> [Supplied records]

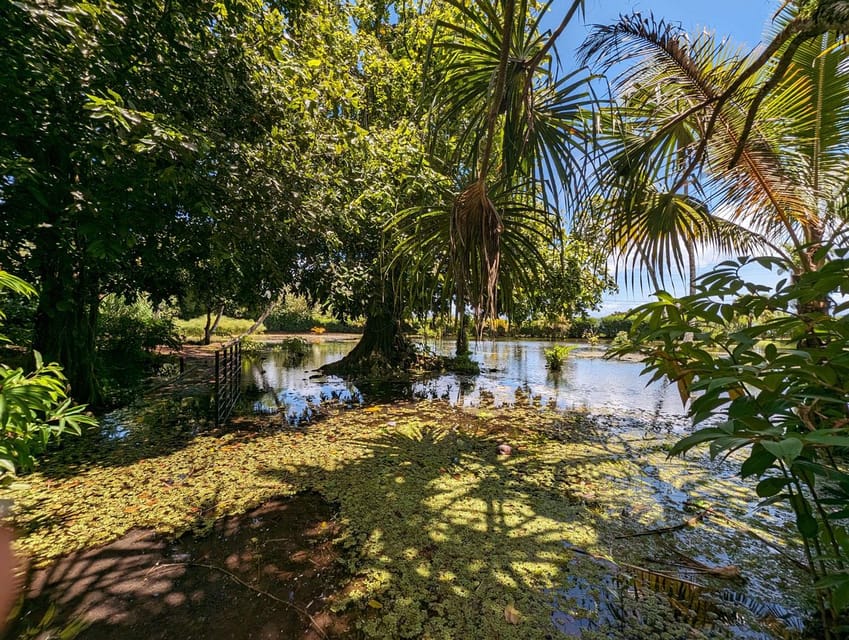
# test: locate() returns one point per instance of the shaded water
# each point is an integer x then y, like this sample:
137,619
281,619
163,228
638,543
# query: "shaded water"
512,371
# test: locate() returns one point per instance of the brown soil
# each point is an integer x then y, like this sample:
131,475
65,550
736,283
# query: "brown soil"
269,574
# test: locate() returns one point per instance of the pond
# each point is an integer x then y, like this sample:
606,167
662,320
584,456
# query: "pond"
512,372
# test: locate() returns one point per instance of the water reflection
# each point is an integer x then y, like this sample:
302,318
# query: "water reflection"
297,391
512,371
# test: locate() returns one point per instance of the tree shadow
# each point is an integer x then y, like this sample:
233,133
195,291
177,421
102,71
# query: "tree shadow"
453,539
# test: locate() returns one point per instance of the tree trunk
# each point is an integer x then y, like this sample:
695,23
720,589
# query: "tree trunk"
383,348
65,323
462,346
263,317
210,327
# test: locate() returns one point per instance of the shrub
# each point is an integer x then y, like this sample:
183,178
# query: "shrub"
227,327
34,407
557,355
297,315
130,327
785,408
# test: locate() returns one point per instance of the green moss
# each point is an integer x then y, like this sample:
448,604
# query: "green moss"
442,534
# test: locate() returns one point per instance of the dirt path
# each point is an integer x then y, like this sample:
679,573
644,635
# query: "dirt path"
269,574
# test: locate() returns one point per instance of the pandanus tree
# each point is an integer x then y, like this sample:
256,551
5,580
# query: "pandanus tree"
765,137
507,133
769,146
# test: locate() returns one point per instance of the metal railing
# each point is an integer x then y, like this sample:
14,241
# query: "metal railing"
228,380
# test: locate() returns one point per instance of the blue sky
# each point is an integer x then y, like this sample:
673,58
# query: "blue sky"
743,21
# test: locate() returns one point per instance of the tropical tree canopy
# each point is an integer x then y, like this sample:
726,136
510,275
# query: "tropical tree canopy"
684,117
507,131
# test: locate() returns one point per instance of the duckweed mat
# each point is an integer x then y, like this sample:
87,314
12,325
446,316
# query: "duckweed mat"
440,536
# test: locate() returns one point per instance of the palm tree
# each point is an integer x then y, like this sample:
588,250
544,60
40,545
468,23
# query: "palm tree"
781,178
514,131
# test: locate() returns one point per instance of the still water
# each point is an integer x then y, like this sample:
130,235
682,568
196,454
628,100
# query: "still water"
511,371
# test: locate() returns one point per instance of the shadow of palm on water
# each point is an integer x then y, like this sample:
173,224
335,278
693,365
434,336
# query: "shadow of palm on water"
456,541
445,537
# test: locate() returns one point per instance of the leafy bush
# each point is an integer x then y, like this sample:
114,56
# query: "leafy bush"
128,328
251,346
227,327
557,355
295,314
609,326
786,408
34,407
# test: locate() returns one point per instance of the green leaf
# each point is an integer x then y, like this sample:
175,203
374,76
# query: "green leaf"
757,463
826,437
788,449
807,525
771,486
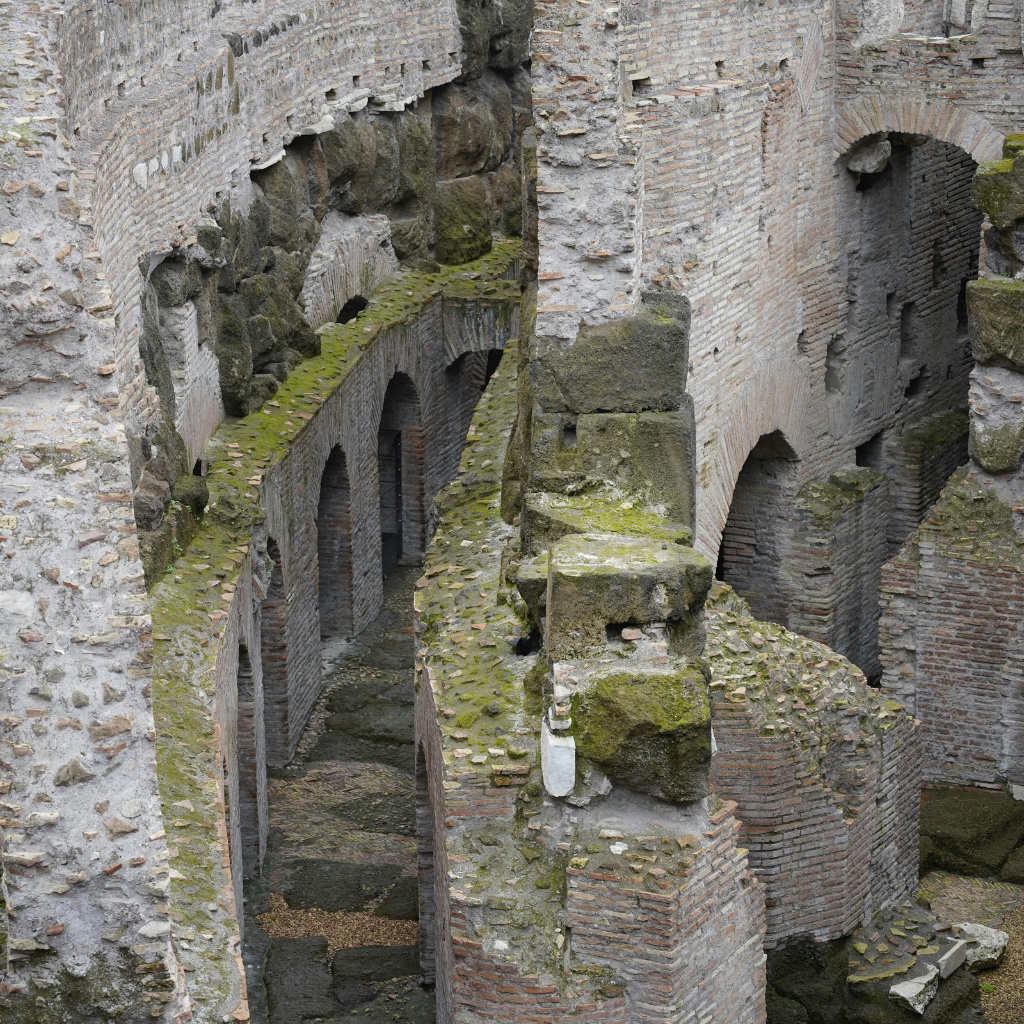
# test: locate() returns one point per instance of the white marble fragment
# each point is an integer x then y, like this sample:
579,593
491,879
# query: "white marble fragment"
557,762
915,993
987,947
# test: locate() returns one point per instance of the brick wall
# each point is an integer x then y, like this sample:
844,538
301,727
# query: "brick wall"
951,643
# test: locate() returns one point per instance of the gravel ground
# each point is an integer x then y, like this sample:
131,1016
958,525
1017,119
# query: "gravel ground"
343,929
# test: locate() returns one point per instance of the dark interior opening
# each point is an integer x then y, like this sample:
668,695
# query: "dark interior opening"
389,467
529,644
351,309
871,453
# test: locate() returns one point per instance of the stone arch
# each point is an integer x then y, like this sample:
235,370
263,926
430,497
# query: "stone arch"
400,451
753,546
918,115
334,547
776,396
273,657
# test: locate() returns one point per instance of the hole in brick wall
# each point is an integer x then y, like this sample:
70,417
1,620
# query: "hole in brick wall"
907,330
915,387
962,314
334,547
351,309
529,644
871,455
836,365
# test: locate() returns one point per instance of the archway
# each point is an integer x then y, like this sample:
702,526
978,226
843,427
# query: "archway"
273,658
334,547
399,464
754,541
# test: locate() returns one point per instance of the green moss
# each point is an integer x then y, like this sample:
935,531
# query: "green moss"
549,517
623,706
825,501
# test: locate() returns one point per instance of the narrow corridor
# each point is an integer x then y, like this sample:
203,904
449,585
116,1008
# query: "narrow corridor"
331,926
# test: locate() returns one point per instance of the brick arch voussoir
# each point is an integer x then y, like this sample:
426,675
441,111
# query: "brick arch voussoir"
918,115
775,398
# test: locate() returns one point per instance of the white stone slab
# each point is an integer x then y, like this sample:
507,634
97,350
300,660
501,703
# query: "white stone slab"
915,993
557,762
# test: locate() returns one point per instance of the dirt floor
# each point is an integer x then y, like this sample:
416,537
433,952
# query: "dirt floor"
997,904
331,927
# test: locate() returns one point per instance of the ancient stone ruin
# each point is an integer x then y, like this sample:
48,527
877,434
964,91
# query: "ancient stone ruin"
511,511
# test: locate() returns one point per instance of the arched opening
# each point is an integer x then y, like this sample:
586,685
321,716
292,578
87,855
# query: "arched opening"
273,658
751,554
351,309
913,240
250,808
399,465
334,547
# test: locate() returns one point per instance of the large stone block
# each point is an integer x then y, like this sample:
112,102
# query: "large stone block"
601,580
472,125
648,729
996,401
998,190
649,456
637,364
548,517
995,308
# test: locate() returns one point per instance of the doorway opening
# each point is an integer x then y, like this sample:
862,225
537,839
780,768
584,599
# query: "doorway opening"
755,535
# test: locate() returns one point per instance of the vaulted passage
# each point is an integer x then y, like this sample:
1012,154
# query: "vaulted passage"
334,547
399,466
751,556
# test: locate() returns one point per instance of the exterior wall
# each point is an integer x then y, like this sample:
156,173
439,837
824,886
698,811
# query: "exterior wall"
951,642
825,775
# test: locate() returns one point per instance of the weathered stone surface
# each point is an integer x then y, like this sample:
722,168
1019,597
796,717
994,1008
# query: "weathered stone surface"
597,580
996,314
996,440
462,222
969,832
986,946
998,190
637,364
648,729
916,992
473,127
298,980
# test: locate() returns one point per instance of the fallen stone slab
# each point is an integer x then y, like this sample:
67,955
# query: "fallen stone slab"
986,946
915,993
952,958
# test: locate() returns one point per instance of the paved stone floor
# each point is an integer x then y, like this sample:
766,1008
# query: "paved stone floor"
331,926
997,904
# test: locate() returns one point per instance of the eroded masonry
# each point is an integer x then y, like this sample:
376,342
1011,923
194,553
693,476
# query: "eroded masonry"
510,511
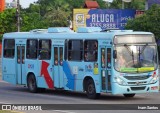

> [Task prompt] Copy out each line of the data above that contains the string "water".

> [Task answer]
# test: locate() returns one point per instance of the shaded water
# query: "shaded water"
# test: locate() returns one point per instance of the water reflection
# query: "water reflection"
# test: locate() returns one point per instance of the still water
# query: "still water"
# test: locate() returns one point per instance of the shadow of palm on water
# query: "shadow of palm on water"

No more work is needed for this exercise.